[Saved entries]
+===+

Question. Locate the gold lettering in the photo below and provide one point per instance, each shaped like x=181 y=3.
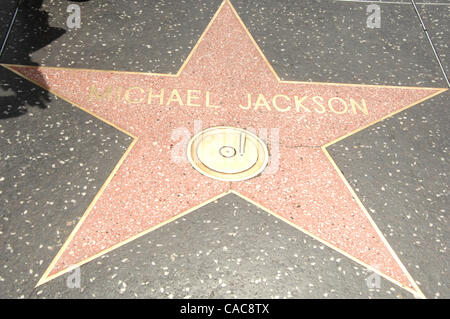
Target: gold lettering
x=127 y=95
x=175 y=96
x=151 y=96
x=261 y=101
x=362 y=107
x=298 y=103
x=207 y=101
x=191 y=97
x=319 y=103
x=249 y=102
x=106 y=93
x=274 y=102
x=330 y=105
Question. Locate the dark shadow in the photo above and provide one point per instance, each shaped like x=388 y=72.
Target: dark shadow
x=29 y=33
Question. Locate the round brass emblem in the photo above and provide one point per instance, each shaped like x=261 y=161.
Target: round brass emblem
x=227 y=153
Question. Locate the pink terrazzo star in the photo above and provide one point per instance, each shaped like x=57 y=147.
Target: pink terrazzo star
x=224 y=71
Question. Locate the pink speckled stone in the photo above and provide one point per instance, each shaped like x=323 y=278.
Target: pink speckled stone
x=149 y=188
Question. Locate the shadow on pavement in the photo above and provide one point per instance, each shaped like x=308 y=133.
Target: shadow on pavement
x=30 y=32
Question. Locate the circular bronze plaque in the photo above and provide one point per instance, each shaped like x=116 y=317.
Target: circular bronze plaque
x=227 y=153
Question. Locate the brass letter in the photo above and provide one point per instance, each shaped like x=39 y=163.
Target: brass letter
x=274 y=102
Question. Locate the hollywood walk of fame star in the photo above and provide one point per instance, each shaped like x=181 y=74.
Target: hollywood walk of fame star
x=226 y=80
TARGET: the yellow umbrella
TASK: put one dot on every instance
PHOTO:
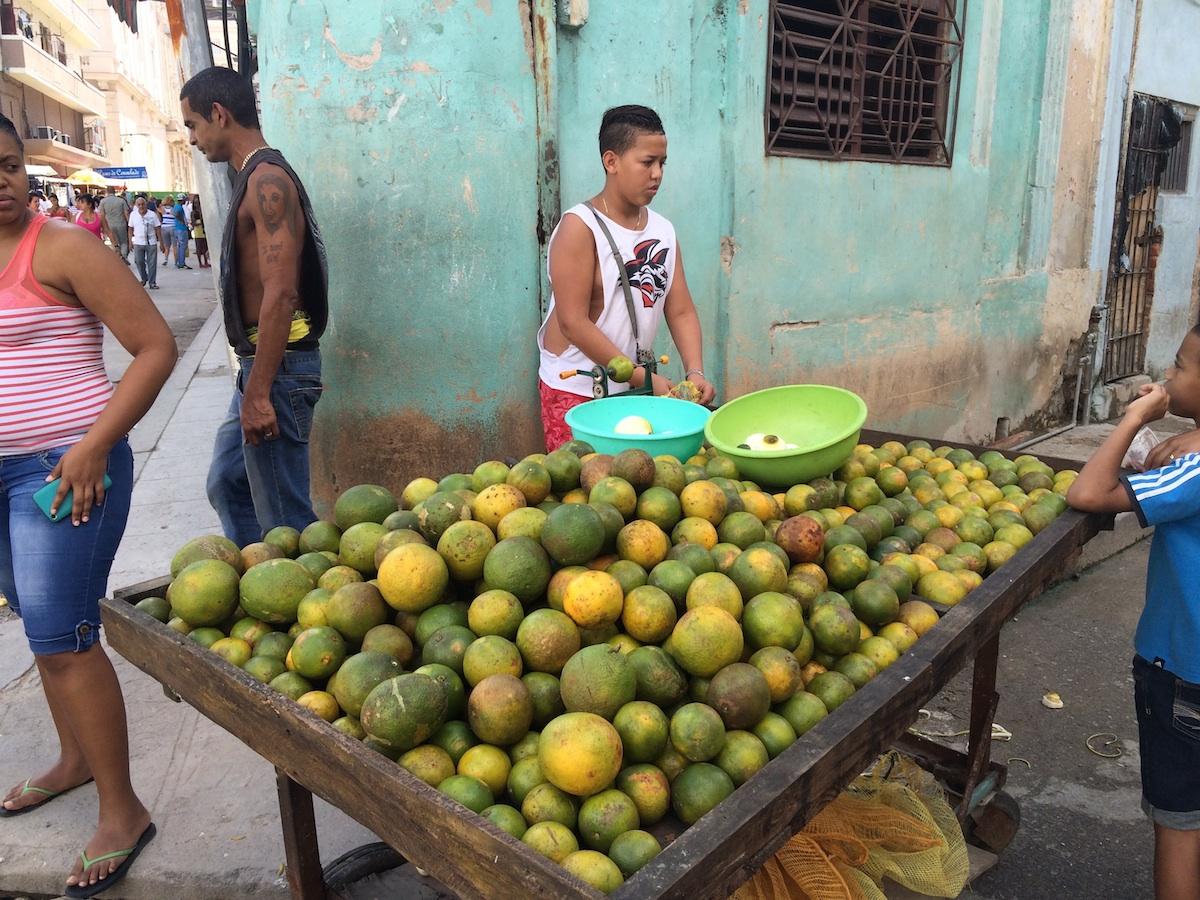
(88, 177)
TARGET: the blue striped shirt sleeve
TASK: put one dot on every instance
(1169, 493)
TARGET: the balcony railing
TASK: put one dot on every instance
(30, 65)
(66, 18)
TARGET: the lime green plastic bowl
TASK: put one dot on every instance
(678, 425)
(821, 420)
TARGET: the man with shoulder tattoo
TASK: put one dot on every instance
(275, 298)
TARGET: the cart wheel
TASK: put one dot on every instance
(994, 825)
(359, 863)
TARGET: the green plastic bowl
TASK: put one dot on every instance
(678, 425)
(821, 420)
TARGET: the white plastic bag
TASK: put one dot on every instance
(1143, 443)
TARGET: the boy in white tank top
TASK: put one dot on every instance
(588, 321)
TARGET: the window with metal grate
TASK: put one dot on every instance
(864, 79)
(1175, 175)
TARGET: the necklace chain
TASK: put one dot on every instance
(251, 154)
(637, 223)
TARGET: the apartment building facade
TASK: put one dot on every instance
(42, 83)
(138, 75)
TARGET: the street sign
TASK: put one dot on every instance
(123, 173)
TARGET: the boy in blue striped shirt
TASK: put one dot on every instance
(1167, 643)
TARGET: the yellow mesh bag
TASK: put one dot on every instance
(892, 822)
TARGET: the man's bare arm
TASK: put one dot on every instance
(274, 207)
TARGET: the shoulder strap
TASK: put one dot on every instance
(621, 270)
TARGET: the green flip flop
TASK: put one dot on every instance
(77, 892)
(34, 789)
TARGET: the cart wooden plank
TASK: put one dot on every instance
(709, 859)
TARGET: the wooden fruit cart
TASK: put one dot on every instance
(711, 859)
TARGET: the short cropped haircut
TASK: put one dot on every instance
(9, 129)
(225, 87)
(622, 126)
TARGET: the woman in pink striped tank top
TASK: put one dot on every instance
(60, 418)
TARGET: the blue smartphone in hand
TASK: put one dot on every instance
(45, 498)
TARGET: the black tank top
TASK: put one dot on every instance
(313, 286)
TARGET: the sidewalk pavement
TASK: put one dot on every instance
(214, 799)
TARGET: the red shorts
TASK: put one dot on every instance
(555, 405)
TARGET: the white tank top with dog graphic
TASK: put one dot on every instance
(649, 258)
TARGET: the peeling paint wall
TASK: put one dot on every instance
(942, 295)
(919, 279)
(1168, 65)
(916, 287)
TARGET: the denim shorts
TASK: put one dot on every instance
(54, 574)
(1169, 741)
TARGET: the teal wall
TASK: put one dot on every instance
(418, 135)
(414, 133)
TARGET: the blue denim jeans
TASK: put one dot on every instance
(255, 489)
(180, 247)
(54, 573)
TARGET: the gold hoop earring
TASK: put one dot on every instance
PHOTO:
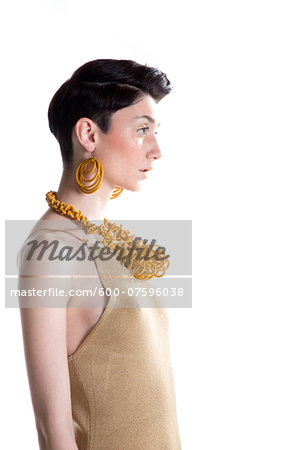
(116, 192)
(92, 184)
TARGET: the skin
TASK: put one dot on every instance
(51, 334)
(122, 152)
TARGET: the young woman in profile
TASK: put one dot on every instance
(100, 375)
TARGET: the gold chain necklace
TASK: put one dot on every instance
(113, 237)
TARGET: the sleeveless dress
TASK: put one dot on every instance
(121, 376)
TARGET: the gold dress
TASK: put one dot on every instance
(121, 377)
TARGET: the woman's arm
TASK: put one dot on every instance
(44, 337)
(45, 348)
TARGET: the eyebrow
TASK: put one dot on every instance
(145, 116)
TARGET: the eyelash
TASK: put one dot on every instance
(146, 128)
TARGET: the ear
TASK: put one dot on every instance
(85, 132)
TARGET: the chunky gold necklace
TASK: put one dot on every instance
(113, 237)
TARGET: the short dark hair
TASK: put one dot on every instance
(98, 89)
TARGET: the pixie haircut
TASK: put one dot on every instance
(98, 89)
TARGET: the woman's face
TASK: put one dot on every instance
(130, 145)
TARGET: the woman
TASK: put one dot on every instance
(100, 374)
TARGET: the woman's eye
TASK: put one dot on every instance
(143, 129)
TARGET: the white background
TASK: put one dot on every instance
(230, 143)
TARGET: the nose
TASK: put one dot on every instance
(155, 152)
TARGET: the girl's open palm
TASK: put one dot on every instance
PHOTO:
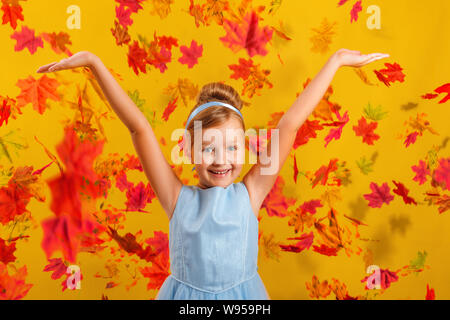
(79, 59)
(353, 58)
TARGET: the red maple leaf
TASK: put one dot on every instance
(191, 55)
(421, 172)
(402, 191)
(11, 13)
(305, 242)
(13, 287)
(379, 195)
(357, 8)
(336, 133)
(321, 175)
(137, 58)
(411, 139)
(134, 5)
(442, 173)
(57, 266)
(275, 202)
(366, 130)
(169, 109)
(124, 16)
(7, 252)
(306, 131)
(26, 39)
(295, 170)
(157, 273)
(37, 92)
(392, 73)
(247, 35)
(13, 202)
(139, 196)
(327, 251)
(430, 293)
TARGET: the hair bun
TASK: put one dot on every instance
(217, 91)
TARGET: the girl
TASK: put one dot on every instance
(213, 228)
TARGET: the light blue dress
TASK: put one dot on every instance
(213, 242)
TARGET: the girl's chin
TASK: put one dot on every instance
(220, 176)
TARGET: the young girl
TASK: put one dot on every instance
(213, 235)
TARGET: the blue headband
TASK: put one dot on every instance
(210, 104)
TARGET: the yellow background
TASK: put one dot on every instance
(412, 32)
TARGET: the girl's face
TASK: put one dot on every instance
(222, 154)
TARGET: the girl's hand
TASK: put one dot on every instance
(353, 58)
(79, 59)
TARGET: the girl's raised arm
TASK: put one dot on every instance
(257, 180)
(162, 178)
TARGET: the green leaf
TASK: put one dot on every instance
(365, 165)
(374, 114)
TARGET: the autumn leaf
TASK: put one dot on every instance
(157, 273)
(7, 252)
(392, 73)
(442, 173)
(363, 76)
(322, 36)
(270, 247)
(374, 114)
(13, 286)
(247, 35)
(402, 191)
(307, 131)
(305, 242)
(365, 165)
(366, 130)
(169, 109)
(137, 58)
(335, 133)
(442, 89)
(13, 202)
(379, 195)
(357, 8)
(318, 289)
(255, 78)
(133, 5)
(275, 203)
(26, 39)
(123, 15)
(430, 293)
(57, 266)
(161, 7)
(321, 175)
(11, 13)
(58, 41)
(120, 33)
(184, 89)
(37, 92)
(191, 55)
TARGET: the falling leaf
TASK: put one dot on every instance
(379, 195)
(392, 73)
(247, 35)
(366, 130)
(26, 39)
(375, 114)
(37, 92)
(191, 55)
(357, 8)
(323, 36)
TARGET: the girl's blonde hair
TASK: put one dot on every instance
(216, 115)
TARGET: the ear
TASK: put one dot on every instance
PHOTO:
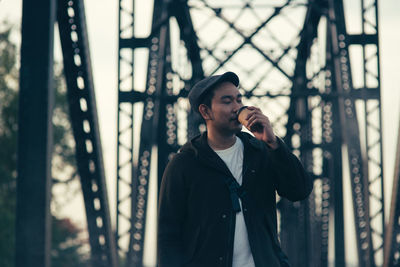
(205, 112)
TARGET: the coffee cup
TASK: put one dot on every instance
(242, 114)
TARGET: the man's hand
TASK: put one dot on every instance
(260, 126)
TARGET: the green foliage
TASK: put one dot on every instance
(67, 243)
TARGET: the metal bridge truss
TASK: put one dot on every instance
(33, 244)
(83, 114)
(316, 77)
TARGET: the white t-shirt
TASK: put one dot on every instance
(233, 158)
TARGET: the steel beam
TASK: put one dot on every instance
(35, 135)
(84, 120)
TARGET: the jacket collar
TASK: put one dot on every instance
(199, 147)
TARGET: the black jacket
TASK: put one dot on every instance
(196, 219)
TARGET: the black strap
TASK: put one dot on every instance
(236, 192)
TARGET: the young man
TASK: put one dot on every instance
(217, 199)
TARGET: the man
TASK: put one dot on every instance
(217, 198)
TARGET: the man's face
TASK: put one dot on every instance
(224, 105)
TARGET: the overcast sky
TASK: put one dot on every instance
(102, 19)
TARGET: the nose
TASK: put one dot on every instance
(238, 105)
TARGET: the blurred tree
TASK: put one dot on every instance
(68, 247)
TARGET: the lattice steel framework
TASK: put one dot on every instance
(38, 34)
(317, 80)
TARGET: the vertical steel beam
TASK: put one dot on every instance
(350, 132)
(33, 220)
(392, 240)
(84, 120)
(152, 110)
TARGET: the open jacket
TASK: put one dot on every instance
(196, 221)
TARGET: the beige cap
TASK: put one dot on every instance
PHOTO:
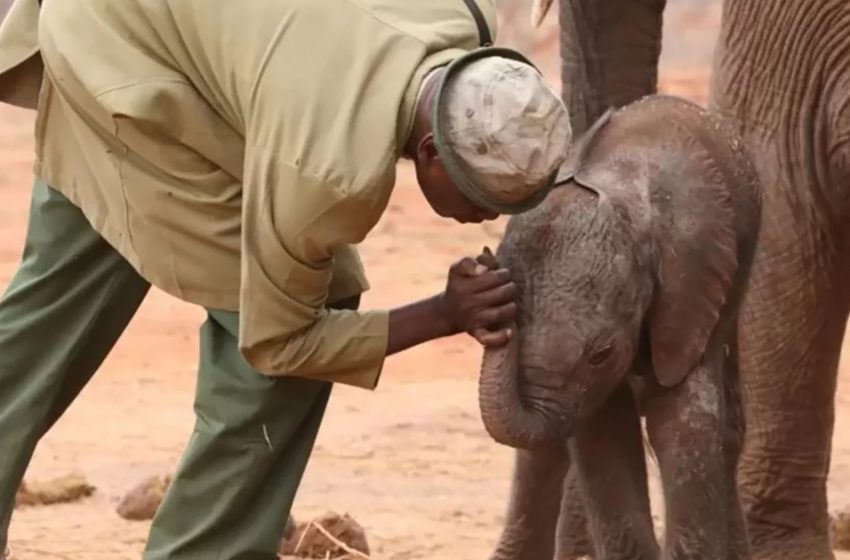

+===+

When you reach the line containing "Target: gold lettering" in the entries above, begin restating word for word, and stop once the line containing "TARGET: the man with shoulder tattoo" has been given. Omit the pictures.

THE COMPLETED TASK –
Target: gold lettering
x=127 y=95
x=175 y=96
x=151 y=96
x=261 y=101
x=362 y=107
x=298 y=103
x=207 y=101
x=191 y=97
x=319 y=103
x=249 y=102
x=106 y=93
x=274 y=102
x=330 y=105
Question. Locate the dark shadow in the photo above and provide one point per instance, each shaped like x=388 y=72.
Target: dark shadow
x=29 y=33
Question. Locate the round brass emblem in the photo above and provide one point per instance, each shaped like x=261 y=161.
Target: round brass emblem
x=227 y=153
Question. Locate the pink terrazzo star in the photo above and provide one point per instance, each shaped like x=57 y=147.
Target: pink terrazzo star
x=224 y=71
Question. Locate the pink speckled stone in the photo above and provide one point per instance, each shaped like x=323 y=278.
Target: pink speckled stone
x=149 y=188
Question. Locate the shadow on pavement in the photo above and provide one point per instance, each shaped like x=308 y=133.
Target: shadow on pavement
x=30 y=32
Question. Locate the circular bronze plaque in the photo above and provide one point per instance, each shaped like x=116 y=317.
Target: circular bronze plaque
x=227 y=153
Question. Locate the brass letter in the photo above and provide one point per instance, each shaped like x=39 y=163.
Target: brass letter
x=274 y=102
Question. Locate the hollywood walk of fame star in the photo above and provide one point per instance, each shaped like x=181 y=74.
Target: hollywood walk of fame star
x=226 y=80
TARGET: the yellow umbrella
TASK: put one dot on every instance
PHOTO:
(88, 177)
TARGET: the blue striped shirt sleeve
TASK: put one dot on every instance
(1169, 493)
TARGET: the balcony railing
TASK: put one dot on every instance
(30, 65)
(66, 18)
TARGET: the lime green plastic bowl
TASK: put one dot on every instance
(678, 425)
(821, 420)
TARGET: the man with shoulder tattoo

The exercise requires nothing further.